╭─ Material shown

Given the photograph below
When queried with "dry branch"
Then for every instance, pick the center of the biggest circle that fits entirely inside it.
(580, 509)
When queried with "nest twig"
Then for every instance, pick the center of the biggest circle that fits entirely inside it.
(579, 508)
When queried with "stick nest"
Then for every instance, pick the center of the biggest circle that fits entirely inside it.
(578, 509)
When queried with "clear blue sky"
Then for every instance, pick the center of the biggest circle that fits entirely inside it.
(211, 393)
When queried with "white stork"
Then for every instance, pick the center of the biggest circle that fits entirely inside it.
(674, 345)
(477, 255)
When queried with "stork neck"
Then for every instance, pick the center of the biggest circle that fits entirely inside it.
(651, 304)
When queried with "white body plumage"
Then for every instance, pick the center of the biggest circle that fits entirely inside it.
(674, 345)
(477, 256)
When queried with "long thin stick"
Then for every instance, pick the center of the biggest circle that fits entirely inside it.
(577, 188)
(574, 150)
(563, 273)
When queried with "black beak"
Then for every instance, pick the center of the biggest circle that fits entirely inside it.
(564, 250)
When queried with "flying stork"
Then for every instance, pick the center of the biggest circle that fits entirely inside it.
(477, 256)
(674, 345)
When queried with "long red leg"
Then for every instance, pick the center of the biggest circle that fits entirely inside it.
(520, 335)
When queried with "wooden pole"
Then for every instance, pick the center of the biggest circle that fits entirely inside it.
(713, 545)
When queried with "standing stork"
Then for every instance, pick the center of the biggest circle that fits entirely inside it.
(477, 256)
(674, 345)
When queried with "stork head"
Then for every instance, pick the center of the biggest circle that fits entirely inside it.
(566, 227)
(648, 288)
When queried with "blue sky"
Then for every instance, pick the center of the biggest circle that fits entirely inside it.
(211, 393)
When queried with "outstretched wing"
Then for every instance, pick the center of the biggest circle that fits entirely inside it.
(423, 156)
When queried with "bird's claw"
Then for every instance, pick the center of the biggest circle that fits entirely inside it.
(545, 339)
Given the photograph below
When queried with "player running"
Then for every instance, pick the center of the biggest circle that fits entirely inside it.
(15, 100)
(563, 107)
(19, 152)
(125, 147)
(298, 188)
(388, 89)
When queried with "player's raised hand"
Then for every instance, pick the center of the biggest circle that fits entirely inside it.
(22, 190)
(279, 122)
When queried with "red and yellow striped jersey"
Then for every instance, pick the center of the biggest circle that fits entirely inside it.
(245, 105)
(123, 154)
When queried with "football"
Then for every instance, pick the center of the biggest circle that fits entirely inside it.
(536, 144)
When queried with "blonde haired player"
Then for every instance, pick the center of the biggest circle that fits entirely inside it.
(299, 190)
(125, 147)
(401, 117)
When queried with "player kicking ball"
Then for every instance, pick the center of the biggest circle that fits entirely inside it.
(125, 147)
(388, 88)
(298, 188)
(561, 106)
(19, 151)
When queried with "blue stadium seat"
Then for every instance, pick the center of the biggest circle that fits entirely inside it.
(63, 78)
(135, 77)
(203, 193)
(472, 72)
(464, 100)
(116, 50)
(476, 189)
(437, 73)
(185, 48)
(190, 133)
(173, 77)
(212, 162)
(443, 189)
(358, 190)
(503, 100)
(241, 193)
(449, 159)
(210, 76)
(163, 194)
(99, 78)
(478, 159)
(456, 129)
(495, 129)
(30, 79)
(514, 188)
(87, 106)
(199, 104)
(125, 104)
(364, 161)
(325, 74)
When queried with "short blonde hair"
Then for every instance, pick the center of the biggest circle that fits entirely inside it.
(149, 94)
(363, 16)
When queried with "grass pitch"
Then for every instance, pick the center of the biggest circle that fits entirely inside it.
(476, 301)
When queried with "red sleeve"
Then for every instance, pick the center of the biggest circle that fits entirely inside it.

╰─

**Objective**: Extract the listing in its entirety and repeat it exactly.

**Full solution**:
Given the photograph below
When queried with "dry branch"
Then for every instance, pick the center of the biggest circle that fits entirely inside it.
(580, 509)
When queried with "nest twig"
Then for every instance, pick the center of the biggest circle that fits entirely inside it.
(579, 508)
When queried with "stick nest"
Then for every instance, pick the center of the biggest circle that fits entirely inside it.
(578, 509)
When queried with "clear blue sky"
Then for every instance, pick the center of the biggest circle that fits entirely inside it.
(211, 393)
When queried with "white stork"
Then for every instance, pick the center of the biggest circle that fits entirely inside it.
(674, 345)
(477, 255)
When queried with "stork neck"
Then for every instance, pick the center of the biggest circle that fits entirely inside it.
(651, 304)
When queried with "white body plumage"
Then for every instance, pick the center of the biggest circle that fits entirely inside it.
(674, 345)
(477, 256)
When queried with "long thin stick"
Then for every instance, pick the center of the biggest circle that fits entirely inside it.
(577, 188)
(574, 150)
(563, 273)
When queried with "black beak"
Then for every instance, pick the center of the biggest circle that fits entirely inside it.
(564, 250)
When queried with "flying stork"
Then for every instance, pick the center of the biggest circle that fits entirely inside it.
(477, 256)
(674, 345)
When queried with "long red leg"
Then for every instance, pick the center of the biggest circle that fits entirely inside it.
(520, 335)
When queried with "wooden pole"
Then for every instance, pick the center of the biggest circle that fits entirely inside it.
(713, 545)
When queried with "standing stork"
Then for every instance, pick the center of the biggest circle that fits entirely inside it.
(477, 256)
(674, 345)
When queried with "stork head"
Then for every instance, pick the center of the biggest circle that fits entirely inside it.
(566, 227)
(648, 288)
When queried with "blue sky"
Then for every instance, pick the center of the biggest circle that fits entirely inside it.
(211, 393)
When queried with "outstretched wing"
Then for every instance, pick the center of the biggest circle that fits entirely inside it.
(423, 156)
When queried with "bird's claw"
Then for every instance, pick the center of the biggest circle that fits entirely inside it.
(545, 339)
Given the photograph below
When queried with "player running"
Then for every instance, pick the center of the biggest circle that fits entirely inside it.
(15, 100)
(563, 107)
(19, 152)
(125, 147)
(298, 188)
(388, 89)
When queried with "player's raised hand"
Then for every instance, pick the center of the biggest circle that fits entirely inside it.
(22, 190)
(279, 122)
When queried with "red and yellow striped jersey"
Then for every instance, pick the center of the biggest circle that fits entirely inside it.
(245, 105)
(123, 154)
When queried with "football"
Then for every instance, pick the center of the biggest circle that fits entirely inside it.
(536, 144)
When queried with "blonde haired player"
Then for every instance, pick the center of the biggest circle that fits entirely inside it.
(299, 190)
(125, 147)
(401, 117)
When queried with "player kicking ball"
Then for every instance, pick the center of the biggest circle that fits entirely inside it.
(125, 147)
(388, 88)
(298, 188)
(561, 106)
(19, 151)
When queried with "blue stadium seat"
Then for every instance, pick the center of the biggest circle that fits entirely inside it.
(63, 78)
(135, 77)
(203, 193)
(472, 72)
(464, 100)
(116, 50)
(476, 189)
(437, 73)
(185, 48)
(190, 133)
(173, 77)
(212, 162)
(443, 189)
(358, 190)
(503, 100)
(241, 193)
(449, 159)
(210, 76)
(163, 194)
(99, 78)
(478, 159)
(456, 129)
(495, 129)
(30, 79)
(514, 188)
(87, 106)
(199, 104)
(125, 104)
(364, 161)
(325, 74)
When queried with "short blonde hair"
Then for every instance, pick the center of the biggest circle that fits entirely inside it.
(149, 94)
(363, 16)
When queried with "grass pitch"
Then for every instance, pick the center of the biggest circle that fits entirely inside it.
(476, 301)
When queried with "red sleeve"
Then for every instance, pick the center of the biggest circle that fits entirely inside it.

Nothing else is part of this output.